Judith Butler claims that since the human has traditionally defined “the norm of recognizability,” it is important to call into question the discursive processes of “how existing norms allocate recognition differentially” (Frames 6). Michel Foucault also claims that “a regime of truth” offers the norms through which a frame of reference for self-recognition takes place that determines who will be recognizable. The available norms for the act of recognition make it possible for the ‘regime of truth’ to set a frame of reference for recognition. It is “in relation to this framework,” Foucault maintains, “that recognition takes place or the norms that govern recognition are challenged and transformed” (Butler, Account 22). The Canadian philosopher and political theorist Charles Taylor, in his influential article, “The Politics of Recognition” (1992), explores the theoretical underpinnings of identity politics. He suggests that each one of us has an ‘authentic’ identity just as cultures and nations we belong to, bearing the right to be recognized for who we are, or in Anthony Appiah’s words as a response to Taylor, “‘to be acknowledged publicly as what [we] already really are’” (qtd in Markell 40). In her discussion of Taylor’s thesis, Lois McNay considers “the discourse of recognition [as] a way of framing claims about the individual” (63). Positioned as over against the former ‘white’ Presidents of the US, Obama is bombarded with ‘framing claims,’ while he obviously challenges the white normative recognition of blacks as a mere stereotype, never as an individual. His revisionary discourse on race(lessness) not only offers a public example of how “paradigms must shift” (hooks, “Introduction” 11), but also positions him as, David R. Roediger suggests, “the embodiment of hopes that the nation was moving beyond race” (“Introduction” ix).

*****

■ Stated goal 1 ■
List every parenthetical citation in the passage on recognition that gives a page number, writing each as it appears inside its parentheses.
■ Stated goal 2 ■
Echo the records starting at the line that contains "baby elephant's ear" and ending at the line that contains "[(309, 692)]".
The passage on recognition and the records are unrelated.

■ Materials provided ■
*****

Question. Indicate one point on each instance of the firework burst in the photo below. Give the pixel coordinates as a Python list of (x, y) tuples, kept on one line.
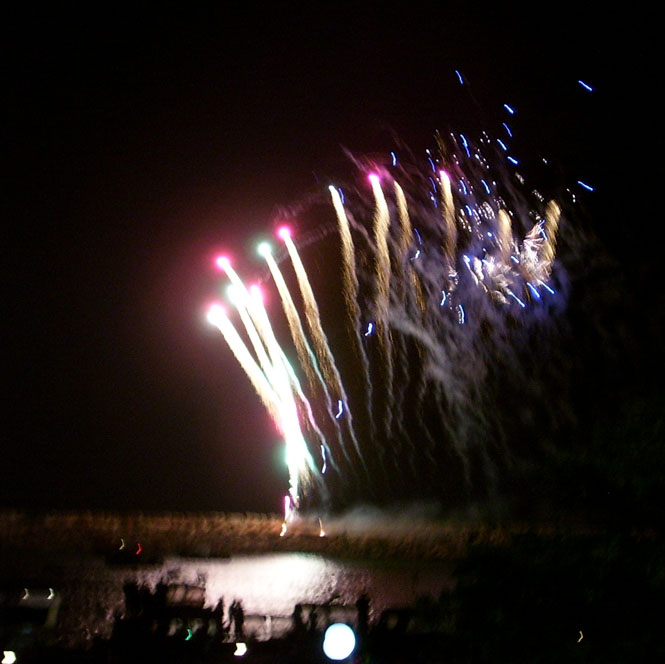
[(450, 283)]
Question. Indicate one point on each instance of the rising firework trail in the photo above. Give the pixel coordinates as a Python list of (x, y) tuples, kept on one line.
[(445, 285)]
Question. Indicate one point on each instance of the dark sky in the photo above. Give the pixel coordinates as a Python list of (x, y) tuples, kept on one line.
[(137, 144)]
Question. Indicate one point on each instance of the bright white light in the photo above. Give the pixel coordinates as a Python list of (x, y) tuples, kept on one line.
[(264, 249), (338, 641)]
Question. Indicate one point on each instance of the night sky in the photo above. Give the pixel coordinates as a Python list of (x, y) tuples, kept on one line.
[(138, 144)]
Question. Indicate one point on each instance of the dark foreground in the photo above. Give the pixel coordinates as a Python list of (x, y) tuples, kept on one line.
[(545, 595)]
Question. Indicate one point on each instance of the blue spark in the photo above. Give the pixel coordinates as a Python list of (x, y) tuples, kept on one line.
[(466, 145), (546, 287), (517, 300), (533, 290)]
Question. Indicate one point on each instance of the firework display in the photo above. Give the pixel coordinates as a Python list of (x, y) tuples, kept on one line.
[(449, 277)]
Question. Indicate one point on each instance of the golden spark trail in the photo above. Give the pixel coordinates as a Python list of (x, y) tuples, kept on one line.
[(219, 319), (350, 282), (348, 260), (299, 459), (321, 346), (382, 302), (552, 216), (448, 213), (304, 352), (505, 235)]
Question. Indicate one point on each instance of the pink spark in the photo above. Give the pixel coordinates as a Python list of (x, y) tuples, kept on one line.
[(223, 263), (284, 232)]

*****

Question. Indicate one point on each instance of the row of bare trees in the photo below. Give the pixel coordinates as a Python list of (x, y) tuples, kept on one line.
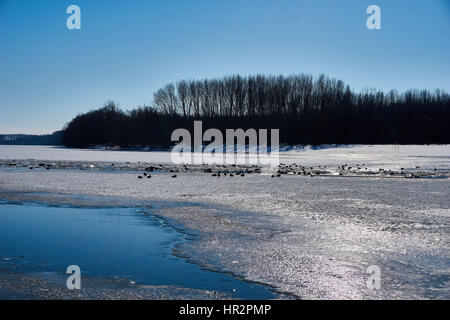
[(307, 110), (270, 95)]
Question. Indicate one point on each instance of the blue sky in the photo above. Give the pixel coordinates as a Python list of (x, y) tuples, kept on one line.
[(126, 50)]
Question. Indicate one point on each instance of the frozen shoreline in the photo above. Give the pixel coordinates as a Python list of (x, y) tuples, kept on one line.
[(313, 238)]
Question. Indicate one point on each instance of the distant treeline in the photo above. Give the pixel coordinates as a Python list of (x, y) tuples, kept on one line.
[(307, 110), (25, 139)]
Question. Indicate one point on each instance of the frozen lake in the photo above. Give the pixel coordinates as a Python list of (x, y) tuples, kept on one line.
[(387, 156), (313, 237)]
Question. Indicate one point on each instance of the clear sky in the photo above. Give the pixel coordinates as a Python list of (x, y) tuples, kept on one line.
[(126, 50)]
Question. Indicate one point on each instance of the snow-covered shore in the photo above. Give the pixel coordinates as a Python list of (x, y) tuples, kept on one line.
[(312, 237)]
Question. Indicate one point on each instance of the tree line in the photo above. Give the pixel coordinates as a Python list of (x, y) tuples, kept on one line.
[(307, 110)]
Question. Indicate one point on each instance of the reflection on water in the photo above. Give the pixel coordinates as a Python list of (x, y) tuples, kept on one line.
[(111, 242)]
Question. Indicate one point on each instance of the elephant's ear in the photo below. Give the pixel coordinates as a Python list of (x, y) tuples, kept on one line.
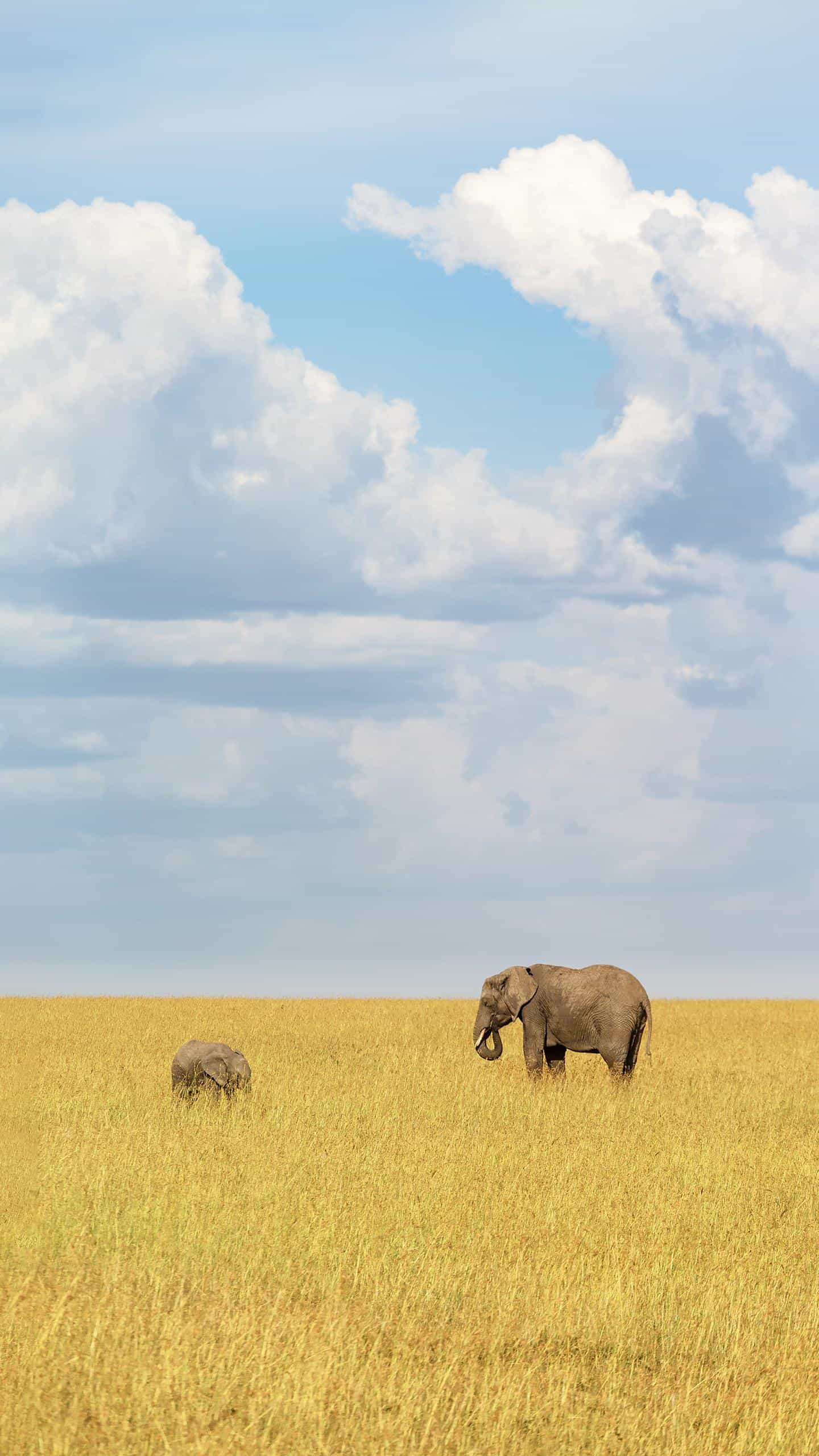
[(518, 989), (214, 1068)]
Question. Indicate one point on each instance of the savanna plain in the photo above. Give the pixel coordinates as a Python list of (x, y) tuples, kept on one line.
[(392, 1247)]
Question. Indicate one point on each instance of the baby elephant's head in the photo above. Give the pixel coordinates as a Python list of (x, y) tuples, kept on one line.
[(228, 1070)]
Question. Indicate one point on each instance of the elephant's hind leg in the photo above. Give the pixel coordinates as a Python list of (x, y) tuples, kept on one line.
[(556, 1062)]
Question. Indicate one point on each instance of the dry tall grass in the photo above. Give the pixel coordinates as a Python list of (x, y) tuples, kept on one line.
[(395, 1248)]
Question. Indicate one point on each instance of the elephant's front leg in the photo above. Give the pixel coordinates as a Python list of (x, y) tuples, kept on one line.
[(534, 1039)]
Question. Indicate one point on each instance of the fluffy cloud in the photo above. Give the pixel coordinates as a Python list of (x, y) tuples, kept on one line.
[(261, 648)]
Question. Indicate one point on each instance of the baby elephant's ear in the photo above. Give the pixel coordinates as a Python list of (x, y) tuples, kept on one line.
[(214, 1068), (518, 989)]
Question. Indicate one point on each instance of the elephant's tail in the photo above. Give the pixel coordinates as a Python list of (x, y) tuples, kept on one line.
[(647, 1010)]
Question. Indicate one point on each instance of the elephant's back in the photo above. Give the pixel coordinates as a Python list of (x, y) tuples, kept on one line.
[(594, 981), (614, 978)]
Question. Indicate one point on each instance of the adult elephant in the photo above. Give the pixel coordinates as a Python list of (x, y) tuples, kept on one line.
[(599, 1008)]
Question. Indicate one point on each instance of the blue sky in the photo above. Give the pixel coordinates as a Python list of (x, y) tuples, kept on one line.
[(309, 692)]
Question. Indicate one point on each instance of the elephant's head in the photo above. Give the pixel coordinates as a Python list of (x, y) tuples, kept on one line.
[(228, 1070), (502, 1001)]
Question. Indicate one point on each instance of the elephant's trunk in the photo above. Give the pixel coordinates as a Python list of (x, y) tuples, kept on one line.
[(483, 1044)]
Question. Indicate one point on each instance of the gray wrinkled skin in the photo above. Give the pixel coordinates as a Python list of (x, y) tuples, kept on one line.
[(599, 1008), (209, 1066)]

*****

■ Full solution 1 ■
Frames 6
Butler, Account 22
qtd in Markell 40
63
hooks, "Introduction" 11
"Introduction" ix

■ Full solution 2 ■
Question. Indicate one point on each instance of the baby elephant's ear in the photo above. Give the pixel coordinates as a Python list of (x, y) tuples, kept on one line.
[(214, 1068), (518, 989)]
Question. Indicate one point on each instance of the elephant's tail in the photo above. Give the pixel coordinates as a Python list of (x, y) tuples, kept on one line.
[(647, 1010)]
Question. Indicate one point on each instance of the elephant's back in the photo above. Give the pixel coordinates as a Python list of (x, y) tuples, kept on one line.
[(594, 981), (614, 978)]
Question. Indicate one point on each instance of the adult elephant in the photo above. Give the pixel coordinates as a Python list of (x, y) tuples, kept on one line.
[(599, 1008)]
Question. Indicate one point on each instance of the blue sky in the photo above. Give the pixel coordinates as a Python list of (x, y) tuples, kept on one line.
[(309, 692)]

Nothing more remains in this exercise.